Items from a data source
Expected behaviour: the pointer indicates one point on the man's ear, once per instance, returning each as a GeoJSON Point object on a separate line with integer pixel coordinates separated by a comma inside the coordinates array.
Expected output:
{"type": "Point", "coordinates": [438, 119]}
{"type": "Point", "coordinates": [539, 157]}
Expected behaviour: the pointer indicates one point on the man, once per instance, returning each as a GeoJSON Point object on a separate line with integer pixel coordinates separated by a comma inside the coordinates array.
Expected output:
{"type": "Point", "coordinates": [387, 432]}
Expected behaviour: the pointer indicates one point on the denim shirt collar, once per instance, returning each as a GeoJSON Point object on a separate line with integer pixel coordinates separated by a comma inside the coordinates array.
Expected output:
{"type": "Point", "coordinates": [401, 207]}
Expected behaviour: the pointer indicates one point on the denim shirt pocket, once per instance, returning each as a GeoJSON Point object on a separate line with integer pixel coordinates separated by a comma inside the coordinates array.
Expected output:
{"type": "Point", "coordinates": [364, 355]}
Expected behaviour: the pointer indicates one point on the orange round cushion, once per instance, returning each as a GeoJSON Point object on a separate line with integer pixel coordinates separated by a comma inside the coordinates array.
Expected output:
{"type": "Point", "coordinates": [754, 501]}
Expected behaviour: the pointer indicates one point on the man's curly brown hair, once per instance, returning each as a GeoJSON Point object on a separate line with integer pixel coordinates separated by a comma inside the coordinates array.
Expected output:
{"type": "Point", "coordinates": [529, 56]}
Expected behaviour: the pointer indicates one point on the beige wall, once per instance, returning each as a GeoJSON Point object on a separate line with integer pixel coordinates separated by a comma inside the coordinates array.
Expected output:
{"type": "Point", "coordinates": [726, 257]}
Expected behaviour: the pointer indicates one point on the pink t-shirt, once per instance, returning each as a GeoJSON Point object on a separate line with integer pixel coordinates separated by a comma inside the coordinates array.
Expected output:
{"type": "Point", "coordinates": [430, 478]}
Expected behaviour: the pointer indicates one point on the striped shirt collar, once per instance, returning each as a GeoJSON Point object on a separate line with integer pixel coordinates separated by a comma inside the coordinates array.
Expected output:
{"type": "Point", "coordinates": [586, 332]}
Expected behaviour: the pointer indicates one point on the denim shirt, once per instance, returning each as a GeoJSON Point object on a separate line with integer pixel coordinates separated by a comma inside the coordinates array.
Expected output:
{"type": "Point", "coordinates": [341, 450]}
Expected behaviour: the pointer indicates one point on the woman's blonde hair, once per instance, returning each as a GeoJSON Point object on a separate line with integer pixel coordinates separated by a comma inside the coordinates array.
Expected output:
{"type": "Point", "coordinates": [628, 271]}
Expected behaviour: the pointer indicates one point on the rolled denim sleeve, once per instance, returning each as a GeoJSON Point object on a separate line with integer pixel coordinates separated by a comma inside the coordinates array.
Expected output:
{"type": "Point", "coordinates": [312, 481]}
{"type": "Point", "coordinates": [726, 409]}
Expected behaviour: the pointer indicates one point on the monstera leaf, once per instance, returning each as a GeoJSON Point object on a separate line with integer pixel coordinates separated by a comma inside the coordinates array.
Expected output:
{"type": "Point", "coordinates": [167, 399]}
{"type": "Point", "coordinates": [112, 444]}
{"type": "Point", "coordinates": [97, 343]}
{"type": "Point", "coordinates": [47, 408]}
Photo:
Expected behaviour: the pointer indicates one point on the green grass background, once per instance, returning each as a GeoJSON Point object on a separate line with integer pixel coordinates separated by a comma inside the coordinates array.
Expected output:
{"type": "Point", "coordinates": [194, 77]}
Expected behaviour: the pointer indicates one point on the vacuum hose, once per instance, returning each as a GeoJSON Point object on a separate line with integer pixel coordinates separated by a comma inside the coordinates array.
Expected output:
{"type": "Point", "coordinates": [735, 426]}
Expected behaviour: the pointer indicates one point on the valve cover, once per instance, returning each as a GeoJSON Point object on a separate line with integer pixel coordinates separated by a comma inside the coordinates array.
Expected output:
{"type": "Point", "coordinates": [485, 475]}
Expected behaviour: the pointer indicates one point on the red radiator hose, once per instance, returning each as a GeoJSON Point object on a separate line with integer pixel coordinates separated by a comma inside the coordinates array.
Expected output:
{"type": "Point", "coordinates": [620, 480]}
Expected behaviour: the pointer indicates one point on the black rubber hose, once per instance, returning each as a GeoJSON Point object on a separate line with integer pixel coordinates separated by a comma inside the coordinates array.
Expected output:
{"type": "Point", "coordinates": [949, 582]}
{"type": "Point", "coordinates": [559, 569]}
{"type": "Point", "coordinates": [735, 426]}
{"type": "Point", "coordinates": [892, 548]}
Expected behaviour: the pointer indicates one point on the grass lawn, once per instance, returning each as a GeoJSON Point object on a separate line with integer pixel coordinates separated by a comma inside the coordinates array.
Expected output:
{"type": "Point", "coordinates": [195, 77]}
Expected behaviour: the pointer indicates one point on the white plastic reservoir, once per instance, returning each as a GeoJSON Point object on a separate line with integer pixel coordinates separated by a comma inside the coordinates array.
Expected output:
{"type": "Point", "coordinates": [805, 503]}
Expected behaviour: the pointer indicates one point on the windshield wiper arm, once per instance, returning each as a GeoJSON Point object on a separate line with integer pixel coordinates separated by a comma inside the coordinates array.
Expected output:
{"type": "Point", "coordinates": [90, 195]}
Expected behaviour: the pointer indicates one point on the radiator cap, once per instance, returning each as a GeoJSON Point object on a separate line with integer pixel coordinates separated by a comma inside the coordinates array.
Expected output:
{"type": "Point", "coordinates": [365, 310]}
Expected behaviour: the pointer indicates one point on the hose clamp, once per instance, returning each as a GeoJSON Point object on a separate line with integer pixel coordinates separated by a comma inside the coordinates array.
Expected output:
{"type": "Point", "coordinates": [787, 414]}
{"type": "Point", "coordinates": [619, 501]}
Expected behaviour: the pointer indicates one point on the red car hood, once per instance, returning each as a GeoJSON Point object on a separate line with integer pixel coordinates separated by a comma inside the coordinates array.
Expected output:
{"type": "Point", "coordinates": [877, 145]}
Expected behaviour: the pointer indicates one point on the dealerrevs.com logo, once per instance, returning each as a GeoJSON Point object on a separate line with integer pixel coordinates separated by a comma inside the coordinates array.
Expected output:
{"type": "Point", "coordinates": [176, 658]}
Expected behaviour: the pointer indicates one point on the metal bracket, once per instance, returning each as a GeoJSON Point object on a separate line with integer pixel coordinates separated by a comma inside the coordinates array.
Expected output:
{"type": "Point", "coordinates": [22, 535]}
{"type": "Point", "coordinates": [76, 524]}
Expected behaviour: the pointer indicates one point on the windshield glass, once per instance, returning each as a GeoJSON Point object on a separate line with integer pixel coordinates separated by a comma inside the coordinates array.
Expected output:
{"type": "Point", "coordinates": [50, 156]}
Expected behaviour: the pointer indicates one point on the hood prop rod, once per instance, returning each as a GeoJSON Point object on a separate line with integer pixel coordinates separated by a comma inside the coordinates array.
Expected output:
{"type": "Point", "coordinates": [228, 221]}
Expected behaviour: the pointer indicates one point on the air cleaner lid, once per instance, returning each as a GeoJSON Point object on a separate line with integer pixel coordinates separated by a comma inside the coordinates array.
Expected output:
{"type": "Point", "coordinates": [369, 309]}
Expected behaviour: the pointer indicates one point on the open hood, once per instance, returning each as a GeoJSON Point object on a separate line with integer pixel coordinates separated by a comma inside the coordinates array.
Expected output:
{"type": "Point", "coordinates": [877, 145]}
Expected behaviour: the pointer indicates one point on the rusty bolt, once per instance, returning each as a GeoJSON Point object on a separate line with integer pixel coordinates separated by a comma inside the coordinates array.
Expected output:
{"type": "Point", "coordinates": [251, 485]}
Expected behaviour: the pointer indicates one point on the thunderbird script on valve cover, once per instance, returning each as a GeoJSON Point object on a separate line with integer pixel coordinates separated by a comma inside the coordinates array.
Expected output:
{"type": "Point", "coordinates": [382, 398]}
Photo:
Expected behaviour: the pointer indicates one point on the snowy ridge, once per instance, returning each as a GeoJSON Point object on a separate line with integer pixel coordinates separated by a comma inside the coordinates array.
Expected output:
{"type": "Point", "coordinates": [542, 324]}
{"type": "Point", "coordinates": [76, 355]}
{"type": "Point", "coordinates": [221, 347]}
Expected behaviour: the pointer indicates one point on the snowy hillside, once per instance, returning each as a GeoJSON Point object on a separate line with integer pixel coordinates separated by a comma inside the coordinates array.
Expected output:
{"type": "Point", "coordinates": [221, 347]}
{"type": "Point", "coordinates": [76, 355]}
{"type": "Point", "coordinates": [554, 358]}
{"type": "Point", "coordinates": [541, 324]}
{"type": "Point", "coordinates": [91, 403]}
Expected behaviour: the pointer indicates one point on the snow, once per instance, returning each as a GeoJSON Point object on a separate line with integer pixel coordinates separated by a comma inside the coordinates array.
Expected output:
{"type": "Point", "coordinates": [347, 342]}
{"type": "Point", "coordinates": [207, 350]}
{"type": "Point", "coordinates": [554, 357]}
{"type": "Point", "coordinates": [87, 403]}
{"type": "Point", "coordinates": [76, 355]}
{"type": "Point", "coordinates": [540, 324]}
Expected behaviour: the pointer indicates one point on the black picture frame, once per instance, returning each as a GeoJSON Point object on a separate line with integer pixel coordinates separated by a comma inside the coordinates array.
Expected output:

WRITTEN REQUEST:
Repeat exactly, and only, the lines from the line containing "on the thunderbird" through the last line of the records above, both included.

RESULT OF THIS TASK:
Expected behaviour: the pointer indicates one point on the thunderbird script on valve cover, once per instance, returning each as a GeoJSON Point object on a separate line with integer pixel coordinates separated by a comma inside the coordinates array.
Expected output:
{"type": "Point", "coordinates": [382, 398]}
Photo:
Expected behaviour: the pointer indicates one point on the snowy ridge, once per instance, returning each as a GeoJSON Point object on a separate line with integer pixel coordinates separated by a comma inside the coordinates array.
Expected output:
{"type": "Point", "coordinates": [542, 324]}
{"type": "Point", "coordinates": [76, 355]}
{"type": "Point", "coordinates": [221, 347]}
Expected behaviour: the pointer indicates one point on the snowy hillside, once per instance, returning each as a GeoJSON Point object on a separate line with integer pixel coordinates separated by a comma inside the coordinates array.
Expected output:
{"type": "Point", "coordinates": [221, 347]}
{"type": "Point", "coordinates": [76, 355]}
{"type": "Point", "coordinates": [554, 358]}
{"type": "Point", "coordinates": [541, 324]}
{"type": "Point", "coordinates": [91, 403]}
Expected behaviour: the pointer indicates one point on the snow, once per instance, returning each as a GeoJSON Point object on a separate line with integer pixel coordinates separated by a comma inside the coordinates array.
Expected output:
{"type": "Point", "coordinates": [347, 342]}
{"type": "Point", "coordinates": [207, 350]}
{"type": "Point", "coordinates": [554, 357]}
{"type": "Point", "coordinates": [87, 403]}
{"type": "Point", "coordinates": [76, 355]}
{"type": "Point", "coordinates": [540, 324]}
Expected behaviour: the pointer indicates one point on the black picture frame, once per instance, returning each as a GeoJSON Point object on a separate line with integer pixel coordinates separated by a comma inside the coordinates array.
Expected output:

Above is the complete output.